- [The task]: The data below must be copied in full and without any change.

- [Material to process]:

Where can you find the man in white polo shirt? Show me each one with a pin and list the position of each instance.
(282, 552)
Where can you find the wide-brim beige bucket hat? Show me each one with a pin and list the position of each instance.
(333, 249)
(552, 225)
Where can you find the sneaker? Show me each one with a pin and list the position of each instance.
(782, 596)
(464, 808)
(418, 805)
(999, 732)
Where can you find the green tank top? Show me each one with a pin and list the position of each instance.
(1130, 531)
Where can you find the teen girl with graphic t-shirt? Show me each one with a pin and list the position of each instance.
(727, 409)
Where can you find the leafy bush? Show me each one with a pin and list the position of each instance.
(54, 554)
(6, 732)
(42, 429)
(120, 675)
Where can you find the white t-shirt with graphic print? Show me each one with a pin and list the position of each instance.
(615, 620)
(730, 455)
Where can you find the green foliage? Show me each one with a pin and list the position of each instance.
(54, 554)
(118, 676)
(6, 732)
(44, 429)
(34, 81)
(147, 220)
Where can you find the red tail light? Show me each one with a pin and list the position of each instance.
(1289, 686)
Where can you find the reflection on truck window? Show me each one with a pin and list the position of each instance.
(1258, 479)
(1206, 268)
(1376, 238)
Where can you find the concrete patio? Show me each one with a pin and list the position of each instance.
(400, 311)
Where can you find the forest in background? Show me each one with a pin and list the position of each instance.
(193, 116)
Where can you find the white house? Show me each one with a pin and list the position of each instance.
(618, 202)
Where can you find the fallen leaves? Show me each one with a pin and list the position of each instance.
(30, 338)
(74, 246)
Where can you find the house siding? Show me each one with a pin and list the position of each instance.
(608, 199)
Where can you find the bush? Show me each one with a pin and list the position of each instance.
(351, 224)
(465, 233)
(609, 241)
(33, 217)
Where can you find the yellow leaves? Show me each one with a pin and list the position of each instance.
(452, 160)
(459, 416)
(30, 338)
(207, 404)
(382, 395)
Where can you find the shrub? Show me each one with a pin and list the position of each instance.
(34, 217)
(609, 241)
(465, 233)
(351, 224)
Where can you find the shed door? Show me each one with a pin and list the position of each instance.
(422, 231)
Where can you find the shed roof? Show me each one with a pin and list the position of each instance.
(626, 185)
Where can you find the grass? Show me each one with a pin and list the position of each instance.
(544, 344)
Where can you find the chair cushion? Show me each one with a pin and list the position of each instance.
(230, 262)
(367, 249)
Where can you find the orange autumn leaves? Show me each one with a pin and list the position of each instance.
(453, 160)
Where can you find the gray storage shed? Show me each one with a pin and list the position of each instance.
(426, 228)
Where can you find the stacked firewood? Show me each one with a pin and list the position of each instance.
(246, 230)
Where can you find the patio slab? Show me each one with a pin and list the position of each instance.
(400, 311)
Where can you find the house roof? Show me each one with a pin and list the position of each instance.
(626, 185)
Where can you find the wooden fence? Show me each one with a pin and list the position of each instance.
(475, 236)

- [Written solution]:
Where can you find the man in white polo shirt? Show me each one with a pin and list the position of each instance.
(282, 552)
Where can you find the wide-brim beige bucket hat? Show me each one with a pin and list the position of each instance.
(333, 249)
(552, 225)
Where can you find the sneaker? Show me each one with a pin and list the position of each instance.
(782, 596)
(464, 808)
(418, 805)
(999, 732)
Where can you find the green tank top? Show me each one with a pin and list the position of each instance.
(1130, 531)
Where can you find the teen girl with graphic t-shirt? Show me each one with a pin and list the position of each instance.
(727, 409)
Where can you find the leafy bush? Show me each one with a pin and list the position of each instance.
(54, 554)
(6, 732)
(42, 429)
(120, 675)
Where can you find the white t-shirt with graphic print? Show me each one with a pin and list the position of each instance.
(615, 620)
(730, 455)
Where can you find the green foliage? Show me each one with a pin and list the position of each instance.
(54, 554)
(118, 676)
(6, 732)
(44, 429)
(34, 81)
(147, 220)
Where can you find the red tail light? Show me each one with a pin and list the position of each instance.
(1289, 686)
Where can you find the reflection on truck window? Show me each one with a pin and list the position of each instance.
(1258, 479)
(1206, 268)
(1376, 238)
Where can you find the concrete patio? Show me each one with a pin and list the position of each instance.
(400, 311)
Where can you find the forest in background? Show me each one with a pin and list the position of each instance.
(193, 116)
Where can you find the white house? Show me each one with a pin and list the position of each instance.
(618, 202)
Where can you find the fallen leaves? Show me each one with a pin and list the position of each instance.
(30, 338)
(74, 246)
Where can you find the house siding? Show me each one with a pin and list the position of each instance.
(608, 199)
Where can you find the bush? Show me each one with a pin and list the position of each instance.
(351, 224)
(465, 233)
(609, 241)
(33, 217)
Where can you find the yellow leaves? Show me each one with a pin and list the position of each instance.
(452, 160)
(459, 416)
(30, 338)
(207, 404)
(382, 395)
Where can you find the shrub? Show me each one with a pin and list the position of each instance.
(34, 217)
(609, 241)
(465, 233)
(351, 224)
Where can you find the shed door? Show me each one with a pin and list the position of each instance.
(422, 231)
Where can you find the shed roof? Show me each one with a pin and list the position of each instance.
(626, 185)
Where can you find the grass? Show me each one with a pin and list the position of each instance.
(544, 344)
Where can you find the chair cushion? Show me each one with a pin and list the position of each instance.
(230, 262)
(367, 249)
Where can you find the orange autumn leaves? Show me each one with a pin and list the position of each instance.
(453, 160)
Where can you find the gray storage shed? Show me each one with a pin and list the position of each instance.
(426, 228)
Where can you find the stacked firewood? Show me each one with a pin and list the position of each instance.
(246, 230)
Where can you find the patio slab? Show me each one with a pin and list the position of each instance.
(400, 311)
Where can you find the house roof? Show me each one with a pin and list the position of each instance.
(626, 185)
Where can you find the wooden fence? Show me each one with a pin and list the position of each instance.
(475, 236)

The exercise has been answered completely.